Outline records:
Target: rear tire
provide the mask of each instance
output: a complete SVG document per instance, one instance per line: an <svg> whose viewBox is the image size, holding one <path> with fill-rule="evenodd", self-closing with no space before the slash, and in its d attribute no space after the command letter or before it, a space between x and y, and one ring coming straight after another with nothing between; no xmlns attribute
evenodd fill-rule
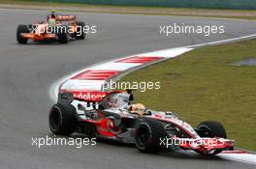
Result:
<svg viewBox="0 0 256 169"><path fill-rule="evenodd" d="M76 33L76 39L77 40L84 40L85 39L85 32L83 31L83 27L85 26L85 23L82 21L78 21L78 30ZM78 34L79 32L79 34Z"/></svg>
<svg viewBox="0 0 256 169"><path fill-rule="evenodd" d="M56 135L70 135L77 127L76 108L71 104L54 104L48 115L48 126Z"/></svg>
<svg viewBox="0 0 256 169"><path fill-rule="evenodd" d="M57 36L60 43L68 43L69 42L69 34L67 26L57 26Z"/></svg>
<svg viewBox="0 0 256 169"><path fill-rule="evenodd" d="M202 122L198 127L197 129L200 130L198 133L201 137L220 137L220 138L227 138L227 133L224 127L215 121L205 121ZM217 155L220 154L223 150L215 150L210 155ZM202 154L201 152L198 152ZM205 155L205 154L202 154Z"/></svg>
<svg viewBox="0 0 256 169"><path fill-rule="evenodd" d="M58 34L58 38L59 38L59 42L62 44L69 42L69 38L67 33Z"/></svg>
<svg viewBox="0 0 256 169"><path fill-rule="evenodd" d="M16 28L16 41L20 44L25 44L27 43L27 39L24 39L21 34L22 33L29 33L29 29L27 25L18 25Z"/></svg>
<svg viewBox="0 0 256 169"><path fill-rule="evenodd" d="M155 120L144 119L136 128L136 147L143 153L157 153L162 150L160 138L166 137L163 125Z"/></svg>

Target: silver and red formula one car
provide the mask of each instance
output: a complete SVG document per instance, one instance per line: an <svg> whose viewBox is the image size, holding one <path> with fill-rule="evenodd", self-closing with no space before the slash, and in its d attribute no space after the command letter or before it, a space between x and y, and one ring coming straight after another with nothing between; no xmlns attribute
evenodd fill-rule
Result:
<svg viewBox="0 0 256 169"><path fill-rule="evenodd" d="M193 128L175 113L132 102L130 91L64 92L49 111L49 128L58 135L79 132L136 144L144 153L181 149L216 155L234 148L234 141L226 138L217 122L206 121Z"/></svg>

--

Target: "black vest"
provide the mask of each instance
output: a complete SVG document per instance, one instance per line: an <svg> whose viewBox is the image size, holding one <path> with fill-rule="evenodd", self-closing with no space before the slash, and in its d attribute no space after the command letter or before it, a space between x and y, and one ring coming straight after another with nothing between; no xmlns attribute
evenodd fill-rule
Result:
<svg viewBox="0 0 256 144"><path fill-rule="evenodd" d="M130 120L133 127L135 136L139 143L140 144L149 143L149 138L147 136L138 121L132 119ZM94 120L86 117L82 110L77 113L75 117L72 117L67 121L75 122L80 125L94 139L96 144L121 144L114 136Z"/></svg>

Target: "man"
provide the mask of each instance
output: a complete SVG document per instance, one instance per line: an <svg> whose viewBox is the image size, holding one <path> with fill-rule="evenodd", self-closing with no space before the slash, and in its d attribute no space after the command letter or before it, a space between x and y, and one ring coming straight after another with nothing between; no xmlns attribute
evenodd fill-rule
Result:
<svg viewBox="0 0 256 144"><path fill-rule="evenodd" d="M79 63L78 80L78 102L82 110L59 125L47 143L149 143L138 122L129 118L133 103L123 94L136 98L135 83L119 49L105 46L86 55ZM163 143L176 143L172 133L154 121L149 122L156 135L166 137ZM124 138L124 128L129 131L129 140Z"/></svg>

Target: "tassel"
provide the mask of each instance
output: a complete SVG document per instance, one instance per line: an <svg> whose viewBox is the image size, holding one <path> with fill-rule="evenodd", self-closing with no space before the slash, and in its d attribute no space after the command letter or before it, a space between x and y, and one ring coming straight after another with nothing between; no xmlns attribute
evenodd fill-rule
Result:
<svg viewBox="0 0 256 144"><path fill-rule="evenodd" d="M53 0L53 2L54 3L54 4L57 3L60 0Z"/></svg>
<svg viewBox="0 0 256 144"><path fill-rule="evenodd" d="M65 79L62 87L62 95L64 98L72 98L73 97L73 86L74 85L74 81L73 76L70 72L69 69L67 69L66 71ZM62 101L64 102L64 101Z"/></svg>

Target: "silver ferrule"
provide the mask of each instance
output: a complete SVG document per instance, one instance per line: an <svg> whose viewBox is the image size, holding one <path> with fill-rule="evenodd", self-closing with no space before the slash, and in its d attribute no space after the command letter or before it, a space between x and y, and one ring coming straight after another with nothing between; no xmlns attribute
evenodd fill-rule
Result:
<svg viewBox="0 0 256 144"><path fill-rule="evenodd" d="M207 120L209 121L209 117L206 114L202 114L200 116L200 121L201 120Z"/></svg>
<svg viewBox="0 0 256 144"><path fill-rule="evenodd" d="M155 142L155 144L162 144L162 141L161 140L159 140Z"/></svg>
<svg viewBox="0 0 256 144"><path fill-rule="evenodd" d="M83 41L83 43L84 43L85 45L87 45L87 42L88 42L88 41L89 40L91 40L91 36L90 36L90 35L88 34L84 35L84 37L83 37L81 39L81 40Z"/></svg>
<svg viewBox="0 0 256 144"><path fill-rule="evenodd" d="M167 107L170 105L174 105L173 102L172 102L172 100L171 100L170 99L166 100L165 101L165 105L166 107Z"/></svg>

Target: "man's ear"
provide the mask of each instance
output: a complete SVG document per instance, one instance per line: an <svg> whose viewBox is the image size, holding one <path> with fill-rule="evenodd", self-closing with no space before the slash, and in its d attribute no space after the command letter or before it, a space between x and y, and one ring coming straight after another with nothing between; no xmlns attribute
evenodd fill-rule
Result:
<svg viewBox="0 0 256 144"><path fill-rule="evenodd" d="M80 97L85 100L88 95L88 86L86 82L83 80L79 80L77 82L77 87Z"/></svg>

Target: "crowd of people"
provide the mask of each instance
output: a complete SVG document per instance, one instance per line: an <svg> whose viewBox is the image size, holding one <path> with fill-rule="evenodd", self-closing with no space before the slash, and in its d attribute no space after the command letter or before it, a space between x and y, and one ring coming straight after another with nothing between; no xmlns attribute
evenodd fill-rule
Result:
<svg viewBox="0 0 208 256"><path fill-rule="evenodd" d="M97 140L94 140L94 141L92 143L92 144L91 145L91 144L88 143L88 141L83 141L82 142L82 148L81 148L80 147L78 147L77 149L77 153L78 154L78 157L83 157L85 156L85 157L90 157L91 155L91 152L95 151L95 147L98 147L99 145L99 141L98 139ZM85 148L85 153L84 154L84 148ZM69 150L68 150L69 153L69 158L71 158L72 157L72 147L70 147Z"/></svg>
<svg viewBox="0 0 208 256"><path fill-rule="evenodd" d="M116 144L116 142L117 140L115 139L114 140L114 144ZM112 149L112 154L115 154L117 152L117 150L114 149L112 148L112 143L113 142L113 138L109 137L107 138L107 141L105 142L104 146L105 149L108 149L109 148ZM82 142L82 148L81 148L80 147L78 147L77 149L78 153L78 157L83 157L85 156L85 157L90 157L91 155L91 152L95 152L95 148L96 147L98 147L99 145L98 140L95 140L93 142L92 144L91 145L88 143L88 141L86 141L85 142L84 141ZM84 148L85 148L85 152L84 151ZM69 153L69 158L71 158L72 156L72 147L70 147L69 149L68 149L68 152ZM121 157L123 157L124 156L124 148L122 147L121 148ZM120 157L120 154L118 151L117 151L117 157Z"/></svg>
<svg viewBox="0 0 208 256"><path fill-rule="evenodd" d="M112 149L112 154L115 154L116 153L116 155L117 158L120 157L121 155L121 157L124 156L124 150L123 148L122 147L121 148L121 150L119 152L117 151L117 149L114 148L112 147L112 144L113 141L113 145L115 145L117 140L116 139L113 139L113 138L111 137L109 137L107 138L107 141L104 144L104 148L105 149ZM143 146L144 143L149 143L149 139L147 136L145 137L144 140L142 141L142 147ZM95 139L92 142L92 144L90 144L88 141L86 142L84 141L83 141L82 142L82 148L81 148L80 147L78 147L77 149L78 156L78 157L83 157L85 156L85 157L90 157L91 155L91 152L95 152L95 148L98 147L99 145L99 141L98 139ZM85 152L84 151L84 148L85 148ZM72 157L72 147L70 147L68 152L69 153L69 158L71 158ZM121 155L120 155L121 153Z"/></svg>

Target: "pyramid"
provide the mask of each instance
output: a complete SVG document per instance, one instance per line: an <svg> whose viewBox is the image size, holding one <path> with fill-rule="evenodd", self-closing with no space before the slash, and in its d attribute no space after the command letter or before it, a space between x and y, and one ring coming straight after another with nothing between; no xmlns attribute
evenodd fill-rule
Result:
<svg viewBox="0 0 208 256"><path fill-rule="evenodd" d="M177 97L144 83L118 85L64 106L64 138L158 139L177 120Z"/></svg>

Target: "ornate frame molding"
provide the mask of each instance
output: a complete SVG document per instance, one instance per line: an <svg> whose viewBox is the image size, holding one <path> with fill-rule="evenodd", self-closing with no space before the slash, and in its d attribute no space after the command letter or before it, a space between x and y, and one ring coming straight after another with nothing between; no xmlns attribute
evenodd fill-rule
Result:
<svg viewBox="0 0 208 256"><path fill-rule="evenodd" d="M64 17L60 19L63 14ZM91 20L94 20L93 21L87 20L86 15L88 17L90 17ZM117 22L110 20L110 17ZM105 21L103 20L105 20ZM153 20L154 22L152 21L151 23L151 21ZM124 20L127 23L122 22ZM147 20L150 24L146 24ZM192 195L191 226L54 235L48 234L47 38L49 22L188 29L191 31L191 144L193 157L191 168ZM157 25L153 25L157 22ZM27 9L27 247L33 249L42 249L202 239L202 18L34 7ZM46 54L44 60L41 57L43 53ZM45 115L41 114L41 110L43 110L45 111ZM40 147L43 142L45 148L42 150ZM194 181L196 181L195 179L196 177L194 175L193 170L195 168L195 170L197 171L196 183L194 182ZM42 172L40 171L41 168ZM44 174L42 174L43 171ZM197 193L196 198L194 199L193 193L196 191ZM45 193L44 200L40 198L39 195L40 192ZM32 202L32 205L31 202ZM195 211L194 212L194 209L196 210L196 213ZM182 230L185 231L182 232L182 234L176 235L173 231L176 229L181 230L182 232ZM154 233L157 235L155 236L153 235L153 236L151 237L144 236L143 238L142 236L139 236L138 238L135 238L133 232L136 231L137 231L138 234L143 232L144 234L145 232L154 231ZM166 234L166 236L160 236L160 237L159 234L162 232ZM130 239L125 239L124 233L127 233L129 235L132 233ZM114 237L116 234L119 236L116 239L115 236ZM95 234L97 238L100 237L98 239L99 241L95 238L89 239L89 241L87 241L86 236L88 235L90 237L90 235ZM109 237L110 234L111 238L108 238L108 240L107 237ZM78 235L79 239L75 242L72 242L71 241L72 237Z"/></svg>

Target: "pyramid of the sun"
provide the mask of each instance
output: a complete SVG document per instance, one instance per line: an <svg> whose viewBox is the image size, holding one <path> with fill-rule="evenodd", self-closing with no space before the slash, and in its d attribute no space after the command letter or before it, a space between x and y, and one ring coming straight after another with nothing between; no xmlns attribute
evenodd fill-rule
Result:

EXERCISE DESCRIPTION: Rewrite the data from the line containing "Target: rear tire" down through the line containing "33L76 39L77 40L84", substituting "object" for every "instance" and changing nothing else. Leave the picture out.

RESPONSE TO THE EXERCISE:
Target: rear tire
provide the mask of each object
output: a complete SVG document per object, one object per line: an <svg> whose viewBox is the image size, holding one <path> with fill-rule="evenodd", self-closing with no space before the slash, and in its d attribute no space after the command letter or before it, a space between x and y, and one ring coming straight after another with nothing between; no xmlns attribute
evenodd fill-rule
Result:
<svg viewBox="0 0 256 169"><path fill-rule="evenodd" d="M76 33L76 39L77 40L84 40L85 39L85 32L83 31L83 27L85 26L85 23L82 21L78 21L78 30ZM78 34L79 32L79 34Z"/></svg>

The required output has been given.